- _EXERCISE PASSAGE_:
Would you be willing to submit a v2 PR later? It would be a pity if we supported v1 pages better than v2 pages.

Sure, seems that v2 it's a bit more tricker, it should use accumulate crc:

  1. set crc = 0
  2. if rep-level exists, do crc = checksum(rep-levels, 0)
  3. if def-level exists, do crc = checksum(def-levels, crc)
  4. if compressed data exists, do crc = checksum(data, crc)

It's really a bit more trickey here, so I think do it in same patch is complex. Let me finish it later @pitrou

mapleFU avatar Dec 13 '22 09:12 mapleFU

I don't think you need to accumulate CRC, you just have to run the CRC over the entire concatenated data exactly as it's written out on disk (which is rep-levels + def-levels + compressed data).

It would probably be easy to find out, in any case.

pitrou avatar Dec 13 '22 09:12 pitrou

To be clear, I'm ok with doing only v1 here, but I would like to make sure we understand the complexity (or not) of handling v2 pages.

pitrou avatar Dec 13 '22 09:12 pitrou

It would probably be easy to find out, in any case.

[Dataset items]
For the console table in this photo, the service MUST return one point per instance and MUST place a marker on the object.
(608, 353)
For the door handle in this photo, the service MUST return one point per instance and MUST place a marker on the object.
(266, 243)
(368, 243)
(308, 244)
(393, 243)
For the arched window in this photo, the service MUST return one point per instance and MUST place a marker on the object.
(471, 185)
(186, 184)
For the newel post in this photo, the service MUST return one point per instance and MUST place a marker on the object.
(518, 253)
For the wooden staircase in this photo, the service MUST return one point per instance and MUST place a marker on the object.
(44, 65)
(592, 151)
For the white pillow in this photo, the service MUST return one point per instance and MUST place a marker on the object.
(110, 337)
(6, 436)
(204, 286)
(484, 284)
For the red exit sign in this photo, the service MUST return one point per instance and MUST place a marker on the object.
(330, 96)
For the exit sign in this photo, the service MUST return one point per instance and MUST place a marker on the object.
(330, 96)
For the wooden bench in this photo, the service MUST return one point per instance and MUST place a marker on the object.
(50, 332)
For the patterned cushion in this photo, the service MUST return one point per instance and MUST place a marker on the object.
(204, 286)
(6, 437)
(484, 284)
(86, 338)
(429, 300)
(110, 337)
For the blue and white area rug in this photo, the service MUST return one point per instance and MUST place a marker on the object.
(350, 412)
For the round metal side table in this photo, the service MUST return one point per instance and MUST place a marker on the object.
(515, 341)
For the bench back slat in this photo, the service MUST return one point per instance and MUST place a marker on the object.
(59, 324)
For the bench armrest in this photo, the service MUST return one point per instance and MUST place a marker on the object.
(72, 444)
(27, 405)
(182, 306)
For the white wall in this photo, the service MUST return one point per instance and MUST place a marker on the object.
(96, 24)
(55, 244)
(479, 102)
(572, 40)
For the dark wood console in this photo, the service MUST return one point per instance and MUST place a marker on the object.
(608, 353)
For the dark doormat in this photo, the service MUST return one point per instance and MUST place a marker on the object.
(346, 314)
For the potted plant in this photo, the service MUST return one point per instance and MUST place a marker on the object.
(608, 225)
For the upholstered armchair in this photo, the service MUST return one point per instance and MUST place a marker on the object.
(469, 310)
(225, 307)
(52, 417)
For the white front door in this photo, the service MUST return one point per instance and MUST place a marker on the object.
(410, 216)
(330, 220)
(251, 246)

- _EXERCISE DESCRIPTION_: Please copy the entire forum thread about CRC checksums for v2 pages, shown above, without any changes.

- _RESPONSE AREA_:
Would you be willing to submit a v2 PR later? It would be a pity if we supported v1 pages better than v2 pages.

Sure, seems that v2 it's a bit more tricker, it should use accumulate crc:

  1. set crc = 0
  2. if rep-level exists, do crc = checksum(rep-levels, 0)
  3. if def-level exists, do crc = checksum(def-levels, crc)
  4. if compressed data exists, do crc = checksum(data, crc)

It's really a bit more trickey here, so I think do it in same patch is complex. Let me finish it later @pitrou

mapleFU avatar Dec 13 '22 09:12 mapleFU

I don't think you need to accumulate CRC, you just have to run the CRC over the entire concatenated data exactly as it's written out on disk (which is rep-levels + def-levels + compressed data).

It would probably be easy to find out, in any case.

pitrou avatar Dec 13 '22 09:12 pitrou

To be clear, I'm ok with doing only v1 here, but I would like to make sure we understand the complexity (or not) of handling v2 pages.

pitrou avatar Dec 13 '22 09:12 pitrou

It would probably be easy to find out, in any case.